> _TEXT TO READ_
#####
And as it was three years before, it is my mother who tells me. A week maybe more has passed and I cannot reach my father and this man who has called me daily, this man who has never missed a weekend, is suddenly a ghost. I make calls, my mother does too, and then one night she sits me down on her bed.
It’s your father, she says. He is going back to prison.
And in the room where my mother once told me that I had a new father, the room where she has now told me I have lost my new father, I collapse. I know prison had been part of Gabriel’s life, but it had not been part of the life we shared together. Our life together was about healing. I have no concept of my father this way, captured, in chains.
And my father, gone but still present, a space in my heart. I don’t understand, I sob to my mother. She tells me it’s true. She tells me my Grandma Vina is the one who confirmed it.
#####
> _DATA ROWS_
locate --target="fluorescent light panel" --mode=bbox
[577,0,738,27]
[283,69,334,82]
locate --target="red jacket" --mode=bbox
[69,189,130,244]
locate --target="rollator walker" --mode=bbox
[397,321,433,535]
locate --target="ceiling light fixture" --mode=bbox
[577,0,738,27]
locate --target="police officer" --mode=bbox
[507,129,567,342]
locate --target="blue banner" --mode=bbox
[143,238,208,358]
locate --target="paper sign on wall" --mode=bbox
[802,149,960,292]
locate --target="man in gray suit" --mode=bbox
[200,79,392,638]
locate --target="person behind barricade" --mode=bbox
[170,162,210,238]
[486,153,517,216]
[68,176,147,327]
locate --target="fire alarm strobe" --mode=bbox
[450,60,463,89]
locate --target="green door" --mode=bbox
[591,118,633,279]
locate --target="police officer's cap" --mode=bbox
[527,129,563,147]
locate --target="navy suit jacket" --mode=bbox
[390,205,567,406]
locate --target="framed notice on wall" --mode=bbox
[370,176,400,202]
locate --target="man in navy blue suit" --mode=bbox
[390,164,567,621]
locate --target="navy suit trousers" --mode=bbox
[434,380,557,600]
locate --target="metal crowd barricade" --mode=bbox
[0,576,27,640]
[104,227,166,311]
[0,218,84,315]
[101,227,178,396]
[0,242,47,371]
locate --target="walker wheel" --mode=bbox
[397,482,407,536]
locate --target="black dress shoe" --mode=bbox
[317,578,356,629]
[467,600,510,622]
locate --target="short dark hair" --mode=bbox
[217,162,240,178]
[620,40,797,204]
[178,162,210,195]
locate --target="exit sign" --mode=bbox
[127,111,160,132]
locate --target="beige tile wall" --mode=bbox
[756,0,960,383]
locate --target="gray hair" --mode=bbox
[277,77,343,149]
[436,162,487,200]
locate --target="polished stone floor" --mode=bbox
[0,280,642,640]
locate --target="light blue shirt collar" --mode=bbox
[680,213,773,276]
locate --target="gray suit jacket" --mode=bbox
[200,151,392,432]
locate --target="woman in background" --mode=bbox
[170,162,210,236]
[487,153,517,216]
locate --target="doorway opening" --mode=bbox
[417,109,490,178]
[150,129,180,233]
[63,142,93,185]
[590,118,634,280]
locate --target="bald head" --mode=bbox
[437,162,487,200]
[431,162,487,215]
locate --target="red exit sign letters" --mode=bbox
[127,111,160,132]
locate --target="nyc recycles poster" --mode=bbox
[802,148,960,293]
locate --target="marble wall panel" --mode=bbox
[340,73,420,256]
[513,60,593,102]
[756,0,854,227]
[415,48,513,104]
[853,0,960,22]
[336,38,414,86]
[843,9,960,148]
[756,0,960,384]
#####
> _GIVEN REQUEST A_
Decide whether each statement agrees with the passage about the father going back to prison, answering yes or no and quoting the deciding words: (i) The mother tells the narrator the news after having the narrator sit on her bed. (ii) Prison had been part of the life the narrator shared with Gabriel. (iii) Grandma Vina confirmed the news.
> _GIVEN REQUEST B_
From the passage about the father going back to prison, return the part that begins at the words "And as it was" and stops after "back to prison.", copied without change.

> _FULL ANSWER A_
(i) Yes: "then one night she sits me down on her bed."
(ii) No: "but it had not been part of the life we shared together."
(iii) Yes: "She tells me my Grandma Vina is the one who confirmed it."

> _FULL ANSWER B_
And as it was three years before, it is my mother who tells me. A week maybe more has passed and I cannot reach my father and this man who has called me daily, this man who has never missed a weekend, is suddenly a ghost. I make calls, my mother does too, and then one night she sits me down on her bed.
It’s your father, she says. He is going back to prison.